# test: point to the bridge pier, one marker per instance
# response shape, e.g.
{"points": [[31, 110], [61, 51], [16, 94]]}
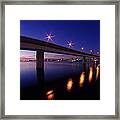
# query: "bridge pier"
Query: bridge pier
{"points": [[39, 59]]}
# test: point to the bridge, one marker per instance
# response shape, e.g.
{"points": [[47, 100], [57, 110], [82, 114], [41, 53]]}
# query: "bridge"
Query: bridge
{"points": [[27, 43]]}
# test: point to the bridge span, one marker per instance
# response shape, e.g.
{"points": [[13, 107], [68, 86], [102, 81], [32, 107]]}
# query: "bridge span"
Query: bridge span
{"points": [[27, 43]]}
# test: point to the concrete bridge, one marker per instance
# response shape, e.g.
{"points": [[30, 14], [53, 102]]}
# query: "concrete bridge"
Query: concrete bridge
{"points": [[40, 47]]}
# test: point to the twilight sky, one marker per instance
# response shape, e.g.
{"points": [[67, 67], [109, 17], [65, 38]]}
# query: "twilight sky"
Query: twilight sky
{"points": [[82, 33]]}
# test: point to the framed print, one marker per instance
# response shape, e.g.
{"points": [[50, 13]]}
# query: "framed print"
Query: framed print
{"points": [[60, 60]]}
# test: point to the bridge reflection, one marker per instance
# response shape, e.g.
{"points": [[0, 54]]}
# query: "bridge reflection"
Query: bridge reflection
{"points": [[89, 74], [87, 78]]}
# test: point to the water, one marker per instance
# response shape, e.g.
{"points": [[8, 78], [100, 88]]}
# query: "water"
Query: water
{"points": [[60, 81]]}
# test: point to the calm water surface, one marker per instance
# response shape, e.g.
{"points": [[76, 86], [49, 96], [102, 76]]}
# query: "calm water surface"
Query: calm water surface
{"points": [[60, 81]]}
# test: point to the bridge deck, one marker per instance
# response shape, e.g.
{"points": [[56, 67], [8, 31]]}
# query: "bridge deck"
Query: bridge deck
{"points": [[27, 43]]}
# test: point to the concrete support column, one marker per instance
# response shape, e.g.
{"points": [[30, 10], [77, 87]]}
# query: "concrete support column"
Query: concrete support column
{"points": [[40, 59]]}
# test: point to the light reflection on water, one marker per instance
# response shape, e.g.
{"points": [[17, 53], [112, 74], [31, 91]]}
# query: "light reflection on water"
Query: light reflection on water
{"points": [[55, 73], [82, 79], [50, 95], [69, 84]]}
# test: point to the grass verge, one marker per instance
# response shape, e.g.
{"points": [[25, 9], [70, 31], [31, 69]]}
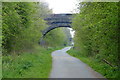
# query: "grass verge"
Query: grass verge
{"points": [[99, 66], [36, 64]]}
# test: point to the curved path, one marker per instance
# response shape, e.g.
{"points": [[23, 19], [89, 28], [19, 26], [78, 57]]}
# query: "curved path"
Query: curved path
{"points": [[66, 66]]}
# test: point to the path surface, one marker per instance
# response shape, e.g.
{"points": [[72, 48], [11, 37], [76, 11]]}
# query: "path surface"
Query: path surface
{"points": [[66, 66]]}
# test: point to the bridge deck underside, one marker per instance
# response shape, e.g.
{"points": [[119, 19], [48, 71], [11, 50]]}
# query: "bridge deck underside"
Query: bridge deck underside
{"points": [[57, 20]]}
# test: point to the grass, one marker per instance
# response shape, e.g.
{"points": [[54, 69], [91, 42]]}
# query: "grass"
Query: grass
{"points": [[28, 65], [99, 66]]}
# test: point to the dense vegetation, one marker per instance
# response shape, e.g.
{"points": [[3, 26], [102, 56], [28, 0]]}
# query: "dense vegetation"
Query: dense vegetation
{"points": [[22, 23], [97, 34]]}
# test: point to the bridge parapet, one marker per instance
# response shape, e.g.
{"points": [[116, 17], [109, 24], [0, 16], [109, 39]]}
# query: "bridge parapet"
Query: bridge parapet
{"points": [[57, 20]]}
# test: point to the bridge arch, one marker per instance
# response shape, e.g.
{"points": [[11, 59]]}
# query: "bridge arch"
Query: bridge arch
{"points": [[56, 21]]}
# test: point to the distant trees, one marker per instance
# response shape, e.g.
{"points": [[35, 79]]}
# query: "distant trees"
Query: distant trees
{"points": [[97, 30], [22, 23]]}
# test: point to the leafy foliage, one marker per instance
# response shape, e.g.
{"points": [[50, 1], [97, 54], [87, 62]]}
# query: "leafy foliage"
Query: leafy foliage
{"points": [[97, 31], [22, 26]]}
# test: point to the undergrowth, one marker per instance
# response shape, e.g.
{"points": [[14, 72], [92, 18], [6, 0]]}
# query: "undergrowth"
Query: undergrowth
{"points": [[28, 65], [106, 70]]}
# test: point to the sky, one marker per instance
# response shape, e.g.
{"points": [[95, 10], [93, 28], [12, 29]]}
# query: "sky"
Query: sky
{"points": [[62, 6]]}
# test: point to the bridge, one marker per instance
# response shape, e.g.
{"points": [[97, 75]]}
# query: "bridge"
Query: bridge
{"points": [[56, 21]]}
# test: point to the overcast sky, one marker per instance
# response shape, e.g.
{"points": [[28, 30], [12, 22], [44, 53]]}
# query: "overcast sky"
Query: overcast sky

* _PROBLEM_:
Line by line and exactly, write out the material above. Skip the pictures.

* _REPLY TO THE TASK_:
# test: point to the bridge pier, one marker per instance
# response shape, e.g.
{"points": [[31, 110], [61, 51], [16, 94]]}
# query: "bridge pier"
Query: bridge pier
{"points": [[39, 59]]}
# test: point to the bridge, one marker per instance
# response shape, e.g.
{"points": [[47, 100], [57, 110], [82, 114], [41, 53]]}
# query: "bridge"
Query: bridge
{"points": [[27, 43]]}
# test: point to the bridge span, one marker per instance
# response shape, e.g.
{"points": [[13, 107], [68, 86], [102, 81], [32, 107]]}
# query: "bridge span"
Query: bridge span
{"points": [[27, 43]]}
# test: point to the concrete bridge, one marker per instance
# response shape, e.g.
{"points": [[30, 14], [53, 102]]}
# query: "concrete bridge"
Query: concrete bridge
{"points": [[40, 47]]}
# test: point to the twilight sky, one marker per instance
# response shape, e.g.
{"points": [[67, 67], [109, 17], [65, 38]]}
# query: "twilight sky"
Query: twilight sky
{"points": [[82, 33]]}
# test: point to the framed print, one marker per instance
# response shape, e.g.
{"points": [[50, 13]]}
# query: "framed print"
Query: framed print
{"points": [[60, 60]]}
# test: point to the bridge reflection, one marker per instance
# response shape, e.g.
{"points": [[0, 54]]}
# query: "bridge reflection"
Query: bridge reflection
{"points": [[89, 74], [87, 78]]}
# test: point to the water, one marker per instance
# response shape, e.g.
{"points": [[8, 78], [100, 88]]}
# query: "water"
Query: water
{"points": [[60, 81]]}
# test: point to the calm water surface, one marker per instance
# response shape, e.g.
{"points": [[76, 86], [49, 96], [102, 76]]}
# query: "calm water surface"
Query: calm water surface
{"points": [[60, 81]]}
# test: point to the bridge deck, one marker per instance
# response shape, e.g.
{"points": [[56, 67], [8, 31]]}
# query: "bridge deck"
Query: bridge deck
{"points": [[27, 43]]}
# test: point to the concrete support column, one marker per instance
# response shape, e.g.
{"points": [[30, 10], [77, 87]]}
# query: "concrete support column"
Query: concrete support column
{"points": [[40, 59]]}
# test: point to the light reflection on water, one marker per instance
# response shape, e.g.
{"points": [[17, 53], [112, 74], [31, 91]]}
# query: "light reflection on water"
Query: light reflection on water
{"points": [[55, 73], [82, 79], [50, 95], [69, 84]]}
# test: point to the grass verge, one marker per instance
# response shape, e.g.
{"points": [[25, 9], [70, 31], [31, 69]]}
# query: "grass verge"
Query: grass verge
{"points": [[99, 66], [36, 64]]}
# test: point to the curved path, one marker per instance
# response shape, e.g.
{"points": [[23, 19], [89, 28], [19, 26], [78, 57]]}
# query: "curved path"
Query: curved path
{"points": [[66, 66]]}
# test: point to the path surface, one marker per instance
# response shape, e.g.
{"points": [[72, 48], [11, 37], [76, 11]]}
# query: "path surface"
Query: path surface
{"points": [[66, 66]]}
# test: point to the bridge deck underside, one marker per instance
# response shape, e.g.
{"points": [[119, 19], [48, 71], [11, 50]]}
# query: "bridge deck underside"
Query: bridge deck underside
{"points": [[57, 20]]}
# test: point to the grass, one marker per instance
# response shape, e.g.
{"points": [[54, 69], [91, 42]]}
# query: "grass"
Query: grass
{"points": [[28, 65], [99, 66]]}
# test: point to the dense vegetation, one marker per instance
# response shape, e.g.
{"points": [[3, 26], [102, 56], [28, 0]]}
# query: "dense vegetation"
Query: dense vegetation
{"points": [[22, 23], [97, 34]]}
# test: point to the bridge parapet, one marker per instance
# response shape, e.g.
{"points": [[116, 17], [109, 24], [0, 16], [109, 39]]}
# query: "bridge parapet"
Query: bridge parapet
{"points": [[57, 20]]}
# test: point to the bridge arch, one marker per instance
# response shape, e.g.
{"points": [[11, 59]]}
# query: "bridge arch"
Query: bridge arch
{"points": [[56, 21]]}
# test: point to the distant trees, one marker per instance
# response shape, e.g.
{"points": [[35, 79]]}
# query: "distant trees"
Query: distant trees
{"points": [[97, 30], [22, 23]]}
# test: point to the leafy foliage, one marker per instance
# response shape, e.g.
{"points": [[50, 1], [97, 54], [87, 62]]}
# query: "leafy foliage"
Query: leafy foliage
{"points": [[97, 31], [22, 26]]}
# test: point to the undergrowth, one marker per instance
# response shape, e.g.
{"points": [[14, 72], [92, 18], [6, 0]]}
# query: "undergrowth"
Query: undergrowth
{"points": [[28, 65], [106, 70]]}
# test: point to the sky, one marker per instance
# response shape, e.g.
{"points": [[95, 10], [93, 28], [12, 29]]}
# query: "sky"
Query: sky
{"points": [[62, 6]]}
# test: point to the bridge, one marker per instance
# response shape, e.g.
{"points": [[97, 75]]}
# query: "bridge"
Query: bridge
{"points": [[56, 21]]}
# test: point to the overcast sky, one marker per instance
# response shape, e.g.
{"points": [[28, 30], [12, 22], [44, 53]]}
# query: "overcast sky"
Query: overcast sky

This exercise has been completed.